### Document extract
########

Mexico Decriminalizes Small-Scale Drug Possession
Professor_Quail notes an AP story that begins, "Mexico enacted a controversial law Thursday decriminalizing possession of small amounts of marijuana, cocaine, heroin and other drugs while encouraging free government treatment for drug dependency. The law sets out maximum 'personal use' amounts for drugs, also including LSD and methamphetamine. People detained with those quantities will no longer face criminal prosecution when the law goes into effect Friday." An official in the attorney general's office said, "This is not legalization, this is regulating the issue and giving citizens greater legal certainty... for a practice that was already in place." In 2006, the US criticized a similar bill that had no provisions for mandatory treatment, and the then-president sent it back to Congress for reconsideration.
Now if only the USA would follow suit and end this madness.
Prohibition II may soon be over.
Help stamp out iliturcy.
Ending prohibition of drugs would eliminate the underground market, would stop the funding of terrorist groups, would do MORE for treating drug addicts, and would save the billions currently spent annually on prohibition and incarceration of drug offenders. We need to treat drug use and drug abuse as a health issue, not a criminal issue. We need free choice for consenting adults, not a nanny-state solution imposed by the government.
Unless the drug trade is legalized, the gangs and drug cartels will always hold a monopoly on its sale. Decriminalizing minor possession does nothing but keep users on the street where they can continue to fund the gangs.
Mexico is in the middle of a huge drug war. The fighting is real and assassinations and kidnapping are frequent occurrences. This step seems to be a way of curbing the violence by letting users stay out of the prisons.
You aren't ever going to win the battle against weeds by cutting the leaves off. You need to pull the plant out by the root.
The war on drugs is over. Everybody lost.
For all intensive purposes, "whom" is no longer a word. That begs the question, "who cares"?
Calderon is a conservative politician who hates the drug business. He hates it so much that he actually unleashed the Mexican army against the drug cartel. Unfortunately for him, the cartel has tremendous firepower (smuggled from the United States) and fought the army in the streets. The army hurt the dominant cartels just enought to splinter them. Now, the splinters are fighting each other.
Calderon is probably rethinking whether he can actually win the drug war. This decriminalization may be the first sign that he is accepting the fact that narcotics is an integral part of Mexican culture.
It's time for SANE drug laws. No Jail For Pot
If you want news from today, you have to come back tomorrow.
I usually roll with the slashdot crowd on liberty issues but not here. There's a reason medicine is locked up in pharmacies behind a prescription. People are stupid; very stupid.
Generally speaking, I agree with you -- heroine is a much more dangerous drug than, say, marijuana, and it should be kept out of peoples' hands to the extent possible.
The tough question, however, is how do we go about doing that? The current method -- making heroine illegal to sell or possess -- had had limited success, to put it diplomatically. Heroine junkies can still get heroine whenever they want it and can pay for it; their only problem is raising the cash to pay for their addiction, which is often done through petty crime.

########

### Required tasks
A: Check each statement against the decriminalization discussion and say whether it agrees with the text. Answer yes or no for each, and quote the deciding words of the text.
(i) The Mexican law took effect on the same Thursday it was enacted.
(ii) The bill the US criticized in 2006 had no provisions for mandatory treatment.
(iii) One comment says the cartel's firepower was smuggled from the United States.
B: Rewrite everything in the decriminalization discussion from "Unless the drug" down to "over. Everybody lost.", and replace "prisons" with "jails".
The records play no part in this work.

########

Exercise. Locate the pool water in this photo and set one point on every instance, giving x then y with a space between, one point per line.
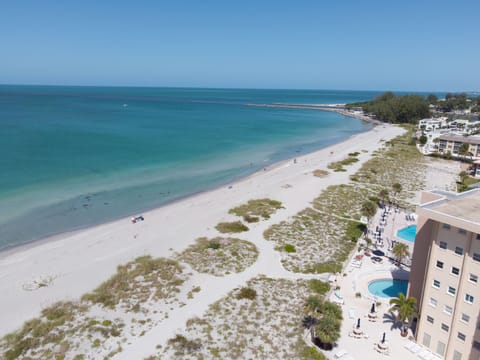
408 233
387 288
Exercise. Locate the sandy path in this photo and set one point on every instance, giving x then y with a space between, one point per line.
77 263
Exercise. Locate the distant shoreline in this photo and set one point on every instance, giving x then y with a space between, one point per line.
338 108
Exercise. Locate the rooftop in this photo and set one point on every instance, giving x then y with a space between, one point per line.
459 207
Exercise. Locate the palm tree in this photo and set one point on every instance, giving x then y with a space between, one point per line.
328 308
404 308
327 330
463 150
383 195
368 209
397 189
400 250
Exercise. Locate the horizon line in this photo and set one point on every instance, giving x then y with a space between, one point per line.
238 88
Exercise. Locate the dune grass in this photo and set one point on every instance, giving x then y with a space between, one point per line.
266 326
324 235
220 256
138 281
255 209
320 173
231 227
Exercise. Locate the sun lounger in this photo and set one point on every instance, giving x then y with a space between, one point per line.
340 353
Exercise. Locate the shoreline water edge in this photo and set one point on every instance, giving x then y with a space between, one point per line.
337 108
75 263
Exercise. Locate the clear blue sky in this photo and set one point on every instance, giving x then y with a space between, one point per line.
342 44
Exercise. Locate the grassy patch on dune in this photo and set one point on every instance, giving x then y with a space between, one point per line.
90 328
321 241
220 256
138 281
339 165
260 321
231 227
255 209
320 173
324 236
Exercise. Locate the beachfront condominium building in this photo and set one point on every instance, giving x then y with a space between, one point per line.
445 274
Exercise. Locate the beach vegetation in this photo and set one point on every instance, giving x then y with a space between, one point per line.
247 293
369 209
320 173
138 281
337 166
184 346
229 325
391 108
257 208
231 227
219 256
318 287
290 248
404 308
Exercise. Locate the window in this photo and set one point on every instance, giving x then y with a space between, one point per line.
426 339
465 317
440 348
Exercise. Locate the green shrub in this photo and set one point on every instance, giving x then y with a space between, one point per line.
247 293
318 287
290 248
231 227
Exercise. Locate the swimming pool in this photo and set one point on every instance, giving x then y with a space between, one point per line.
408 233
386 288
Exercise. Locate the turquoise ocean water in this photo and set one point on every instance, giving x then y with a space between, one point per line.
78 156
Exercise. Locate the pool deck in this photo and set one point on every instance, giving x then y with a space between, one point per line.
355 279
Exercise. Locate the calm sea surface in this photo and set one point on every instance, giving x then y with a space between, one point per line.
78 156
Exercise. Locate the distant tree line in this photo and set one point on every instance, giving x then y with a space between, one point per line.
396 109
455 102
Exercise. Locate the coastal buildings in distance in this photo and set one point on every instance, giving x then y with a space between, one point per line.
445 274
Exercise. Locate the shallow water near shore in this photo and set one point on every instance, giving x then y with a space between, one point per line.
79 156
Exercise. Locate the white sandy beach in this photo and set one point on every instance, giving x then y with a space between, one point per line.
73 264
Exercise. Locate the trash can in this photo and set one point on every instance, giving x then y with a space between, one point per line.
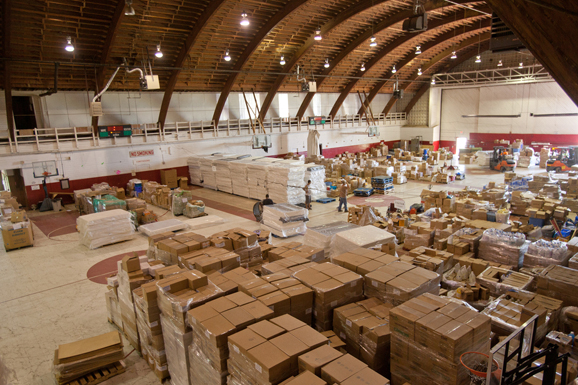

########

### Solutions
A:
(i) No: "when the law goes into effect Friday"
(ii) Yes: "a similar bill that had no provisions for mandatory treatment"
(iii) Yes: "(smuggled from the United States)"

B:
Unless the drug trade is legalized, the gangs and drug cartels will always hold a monopoly on its sale. Decriminalizing minor possession does nothing but keep users on the street where they can continue to fund the gangs.
Mexico is in the middle of a huge drug war. The fighting is real and assassinations and kidnapping are frequent occurrences. This step seems to be a way of curbing the violence by letting users stay out of the jails.
You aren't ever going to win the battle against weeds by cutting the leaves off. You need to pull the plant out by the root.
The war on drugs is over. Everybody lost.